* **PROBLEM DETAILS**: Please copy the stretch of the listing below from the line containing "of the seed" through the end of the listing, keeping every line identical to the original.

** begin **

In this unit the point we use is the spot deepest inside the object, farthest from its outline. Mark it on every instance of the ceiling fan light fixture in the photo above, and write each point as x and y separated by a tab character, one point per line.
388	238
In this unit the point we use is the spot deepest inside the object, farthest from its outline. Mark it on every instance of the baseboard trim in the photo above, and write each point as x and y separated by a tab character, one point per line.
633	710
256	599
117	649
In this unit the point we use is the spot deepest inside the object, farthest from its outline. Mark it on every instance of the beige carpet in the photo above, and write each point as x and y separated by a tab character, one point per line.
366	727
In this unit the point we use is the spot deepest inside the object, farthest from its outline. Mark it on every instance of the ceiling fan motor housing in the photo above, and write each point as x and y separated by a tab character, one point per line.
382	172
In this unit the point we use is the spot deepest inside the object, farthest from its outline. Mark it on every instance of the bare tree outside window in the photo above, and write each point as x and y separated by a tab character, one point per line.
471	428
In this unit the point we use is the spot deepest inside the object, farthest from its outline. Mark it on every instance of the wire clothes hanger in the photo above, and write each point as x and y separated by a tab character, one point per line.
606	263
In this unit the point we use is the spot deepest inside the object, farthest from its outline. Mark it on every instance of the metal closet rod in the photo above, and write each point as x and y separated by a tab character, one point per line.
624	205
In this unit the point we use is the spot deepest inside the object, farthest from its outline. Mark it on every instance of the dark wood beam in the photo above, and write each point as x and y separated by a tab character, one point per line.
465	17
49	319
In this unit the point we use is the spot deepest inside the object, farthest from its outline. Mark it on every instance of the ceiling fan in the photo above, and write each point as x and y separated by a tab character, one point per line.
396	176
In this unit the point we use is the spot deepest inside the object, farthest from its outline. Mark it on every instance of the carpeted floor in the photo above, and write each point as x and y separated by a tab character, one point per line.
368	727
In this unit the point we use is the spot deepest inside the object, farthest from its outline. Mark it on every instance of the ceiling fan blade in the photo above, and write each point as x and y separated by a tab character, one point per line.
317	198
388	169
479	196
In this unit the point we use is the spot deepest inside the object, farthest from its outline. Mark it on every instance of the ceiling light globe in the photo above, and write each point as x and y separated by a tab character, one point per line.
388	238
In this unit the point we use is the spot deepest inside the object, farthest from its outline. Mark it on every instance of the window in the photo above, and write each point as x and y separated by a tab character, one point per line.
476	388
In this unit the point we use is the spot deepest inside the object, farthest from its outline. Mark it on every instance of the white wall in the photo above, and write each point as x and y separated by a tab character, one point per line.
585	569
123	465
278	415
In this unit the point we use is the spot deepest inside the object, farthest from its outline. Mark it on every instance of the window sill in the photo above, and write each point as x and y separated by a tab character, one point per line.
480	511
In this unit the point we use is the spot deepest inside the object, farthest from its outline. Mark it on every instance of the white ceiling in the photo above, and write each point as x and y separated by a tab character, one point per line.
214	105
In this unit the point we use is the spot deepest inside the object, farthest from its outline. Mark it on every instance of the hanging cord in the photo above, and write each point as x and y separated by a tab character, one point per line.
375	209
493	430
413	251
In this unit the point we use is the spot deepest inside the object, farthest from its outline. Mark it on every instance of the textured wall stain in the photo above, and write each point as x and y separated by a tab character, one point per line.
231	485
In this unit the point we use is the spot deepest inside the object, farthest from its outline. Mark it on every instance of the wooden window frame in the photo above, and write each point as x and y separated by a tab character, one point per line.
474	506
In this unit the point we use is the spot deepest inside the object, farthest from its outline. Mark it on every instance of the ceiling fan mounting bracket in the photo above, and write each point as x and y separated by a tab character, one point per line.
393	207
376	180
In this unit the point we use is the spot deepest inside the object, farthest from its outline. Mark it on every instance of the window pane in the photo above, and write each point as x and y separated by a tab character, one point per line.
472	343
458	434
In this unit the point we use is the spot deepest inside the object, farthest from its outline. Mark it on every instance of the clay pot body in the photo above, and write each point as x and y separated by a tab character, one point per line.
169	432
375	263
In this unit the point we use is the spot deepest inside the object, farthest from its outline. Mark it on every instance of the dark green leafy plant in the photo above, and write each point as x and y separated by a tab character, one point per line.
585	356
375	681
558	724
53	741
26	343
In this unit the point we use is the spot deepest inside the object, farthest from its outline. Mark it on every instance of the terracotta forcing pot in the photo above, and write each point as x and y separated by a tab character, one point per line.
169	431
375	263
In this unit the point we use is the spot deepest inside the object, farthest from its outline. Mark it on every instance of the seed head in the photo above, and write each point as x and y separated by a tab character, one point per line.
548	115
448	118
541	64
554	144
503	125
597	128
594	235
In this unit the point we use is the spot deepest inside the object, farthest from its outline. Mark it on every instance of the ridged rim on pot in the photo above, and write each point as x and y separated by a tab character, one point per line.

** end **

* **ANSWER FOR THE TASK**:
In this unit the point we use is the spot deepest inside the object, farthest from its outline. Mark it on every instance of the seed head in the photo above, and write each point as x and y separated by a tab character, one point per line.
548	115
448	118
541	64
554	144
503	125
597	128
594	235
In this unit the point we use is the spot deepest inside the object, farthest from its outline. Mark it on every instance of the ridged rim on pot in the photo above, and write each point as x and y separated by a tab character, one point per line.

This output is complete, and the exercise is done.